--- PROVIDED RECORDS Enclosed Below ---

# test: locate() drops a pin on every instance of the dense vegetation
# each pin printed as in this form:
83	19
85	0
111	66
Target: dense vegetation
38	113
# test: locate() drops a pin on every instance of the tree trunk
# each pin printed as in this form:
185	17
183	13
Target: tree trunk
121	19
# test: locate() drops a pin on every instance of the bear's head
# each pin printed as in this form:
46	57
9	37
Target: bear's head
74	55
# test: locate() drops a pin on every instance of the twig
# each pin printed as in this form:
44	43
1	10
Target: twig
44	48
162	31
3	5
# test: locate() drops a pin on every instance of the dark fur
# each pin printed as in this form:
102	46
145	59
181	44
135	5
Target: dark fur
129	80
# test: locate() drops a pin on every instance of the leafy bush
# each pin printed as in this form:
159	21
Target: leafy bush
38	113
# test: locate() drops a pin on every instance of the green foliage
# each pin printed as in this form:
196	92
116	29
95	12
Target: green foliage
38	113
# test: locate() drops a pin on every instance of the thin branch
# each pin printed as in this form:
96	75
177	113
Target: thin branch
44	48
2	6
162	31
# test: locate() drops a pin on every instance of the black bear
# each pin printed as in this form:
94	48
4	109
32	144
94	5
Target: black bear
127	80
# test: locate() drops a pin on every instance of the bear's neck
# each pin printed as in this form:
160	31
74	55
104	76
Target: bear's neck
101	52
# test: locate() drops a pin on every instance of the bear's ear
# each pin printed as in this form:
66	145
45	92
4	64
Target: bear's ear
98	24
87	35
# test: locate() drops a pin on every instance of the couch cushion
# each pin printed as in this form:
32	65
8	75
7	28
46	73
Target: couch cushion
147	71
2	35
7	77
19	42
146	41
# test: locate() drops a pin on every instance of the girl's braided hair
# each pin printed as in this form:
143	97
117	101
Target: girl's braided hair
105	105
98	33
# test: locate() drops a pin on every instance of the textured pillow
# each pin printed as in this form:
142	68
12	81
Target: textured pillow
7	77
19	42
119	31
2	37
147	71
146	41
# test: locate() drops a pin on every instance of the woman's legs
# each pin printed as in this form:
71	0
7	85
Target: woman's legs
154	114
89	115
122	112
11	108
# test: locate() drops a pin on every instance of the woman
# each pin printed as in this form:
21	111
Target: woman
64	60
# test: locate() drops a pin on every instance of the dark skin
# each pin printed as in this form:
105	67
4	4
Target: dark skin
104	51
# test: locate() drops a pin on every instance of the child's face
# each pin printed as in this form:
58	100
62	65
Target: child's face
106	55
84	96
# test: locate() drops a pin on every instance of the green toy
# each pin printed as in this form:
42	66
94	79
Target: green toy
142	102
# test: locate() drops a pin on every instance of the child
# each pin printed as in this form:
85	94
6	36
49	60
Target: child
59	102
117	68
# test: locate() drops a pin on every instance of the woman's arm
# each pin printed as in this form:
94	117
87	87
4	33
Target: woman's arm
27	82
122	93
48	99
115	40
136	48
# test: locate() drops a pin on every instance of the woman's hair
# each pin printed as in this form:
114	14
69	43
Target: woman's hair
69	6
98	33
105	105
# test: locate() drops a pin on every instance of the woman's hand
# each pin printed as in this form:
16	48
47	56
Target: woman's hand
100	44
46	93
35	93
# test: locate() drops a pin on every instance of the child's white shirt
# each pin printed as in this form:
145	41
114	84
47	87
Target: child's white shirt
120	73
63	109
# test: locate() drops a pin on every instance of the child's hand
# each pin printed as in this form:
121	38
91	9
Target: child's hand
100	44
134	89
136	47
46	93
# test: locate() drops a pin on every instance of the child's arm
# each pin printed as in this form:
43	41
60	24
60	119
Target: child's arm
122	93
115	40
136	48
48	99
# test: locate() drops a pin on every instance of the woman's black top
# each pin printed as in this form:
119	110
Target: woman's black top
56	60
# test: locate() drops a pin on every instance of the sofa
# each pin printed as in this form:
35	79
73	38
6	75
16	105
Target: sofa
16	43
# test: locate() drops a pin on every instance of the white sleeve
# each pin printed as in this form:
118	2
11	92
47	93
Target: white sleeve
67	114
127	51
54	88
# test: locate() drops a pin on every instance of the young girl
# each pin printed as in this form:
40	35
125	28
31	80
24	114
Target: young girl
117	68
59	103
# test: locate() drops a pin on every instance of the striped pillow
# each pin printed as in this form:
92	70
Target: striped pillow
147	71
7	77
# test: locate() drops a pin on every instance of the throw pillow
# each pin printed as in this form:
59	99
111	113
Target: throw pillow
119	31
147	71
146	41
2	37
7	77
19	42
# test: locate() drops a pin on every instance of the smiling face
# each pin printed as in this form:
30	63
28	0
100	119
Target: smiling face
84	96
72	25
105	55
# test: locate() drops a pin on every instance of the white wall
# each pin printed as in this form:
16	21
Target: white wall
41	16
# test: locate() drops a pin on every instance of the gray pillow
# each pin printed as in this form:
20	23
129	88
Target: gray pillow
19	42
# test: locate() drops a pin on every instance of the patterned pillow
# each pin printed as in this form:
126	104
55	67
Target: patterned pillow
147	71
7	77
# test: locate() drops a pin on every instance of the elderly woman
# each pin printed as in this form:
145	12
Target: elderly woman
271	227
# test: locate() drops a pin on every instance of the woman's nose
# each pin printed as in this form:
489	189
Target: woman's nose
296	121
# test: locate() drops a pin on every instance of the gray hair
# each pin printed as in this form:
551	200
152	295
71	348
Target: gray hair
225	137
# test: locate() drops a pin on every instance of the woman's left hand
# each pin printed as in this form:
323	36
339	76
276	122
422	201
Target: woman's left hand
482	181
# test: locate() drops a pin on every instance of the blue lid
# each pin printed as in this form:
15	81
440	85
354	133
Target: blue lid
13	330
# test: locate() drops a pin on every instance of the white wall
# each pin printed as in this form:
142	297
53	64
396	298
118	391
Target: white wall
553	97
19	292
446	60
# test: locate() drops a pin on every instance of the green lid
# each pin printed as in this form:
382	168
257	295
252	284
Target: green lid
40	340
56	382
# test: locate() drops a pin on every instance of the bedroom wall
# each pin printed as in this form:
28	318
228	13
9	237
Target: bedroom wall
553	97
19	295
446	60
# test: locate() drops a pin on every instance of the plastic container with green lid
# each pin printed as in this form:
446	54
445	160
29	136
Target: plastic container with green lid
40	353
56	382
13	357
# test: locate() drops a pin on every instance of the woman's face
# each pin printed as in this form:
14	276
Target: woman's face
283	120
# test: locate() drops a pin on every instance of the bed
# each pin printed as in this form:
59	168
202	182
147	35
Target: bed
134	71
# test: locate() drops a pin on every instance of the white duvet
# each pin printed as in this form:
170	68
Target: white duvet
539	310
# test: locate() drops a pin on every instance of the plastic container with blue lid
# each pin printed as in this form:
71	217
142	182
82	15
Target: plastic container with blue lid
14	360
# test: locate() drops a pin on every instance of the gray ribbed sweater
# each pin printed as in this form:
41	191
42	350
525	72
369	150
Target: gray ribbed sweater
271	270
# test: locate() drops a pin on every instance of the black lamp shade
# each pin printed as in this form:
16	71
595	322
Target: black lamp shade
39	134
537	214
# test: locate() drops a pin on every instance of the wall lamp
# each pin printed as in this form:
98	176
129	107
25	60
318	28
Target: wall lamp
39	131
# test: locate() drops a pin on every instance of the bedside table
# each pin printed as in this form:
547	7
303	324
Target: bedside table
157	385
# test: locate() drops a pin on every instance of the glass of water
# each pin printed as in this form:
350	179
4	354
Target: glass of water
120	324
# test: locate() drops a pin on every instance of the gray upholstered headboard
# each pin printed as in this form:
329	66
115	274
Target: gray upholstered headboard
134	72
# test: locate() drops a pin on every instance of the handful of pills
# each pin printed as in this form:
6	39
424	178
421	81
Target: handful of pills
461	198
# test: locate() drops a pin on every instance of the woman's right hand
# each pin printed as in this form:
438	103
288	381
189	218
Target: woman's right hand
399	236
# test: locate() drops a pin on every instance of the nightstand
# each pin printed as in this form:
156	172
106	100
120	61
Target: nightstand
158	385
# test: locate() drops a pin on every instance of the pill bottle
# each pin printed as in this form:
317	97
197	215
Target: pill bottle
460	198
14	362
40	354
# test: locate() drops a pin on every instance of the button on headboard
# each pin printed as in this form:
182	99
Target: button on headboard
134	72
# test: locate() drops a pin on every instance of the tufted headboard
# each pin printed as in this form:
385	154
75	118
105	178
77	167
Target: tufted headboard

--- End of Enclosed PROVIDED RECORDS ---

Copy out each line of the data that includes the string "tufted".

# test: locate() drops a pin on every instance of the tufted headboard
Target: tufted headboard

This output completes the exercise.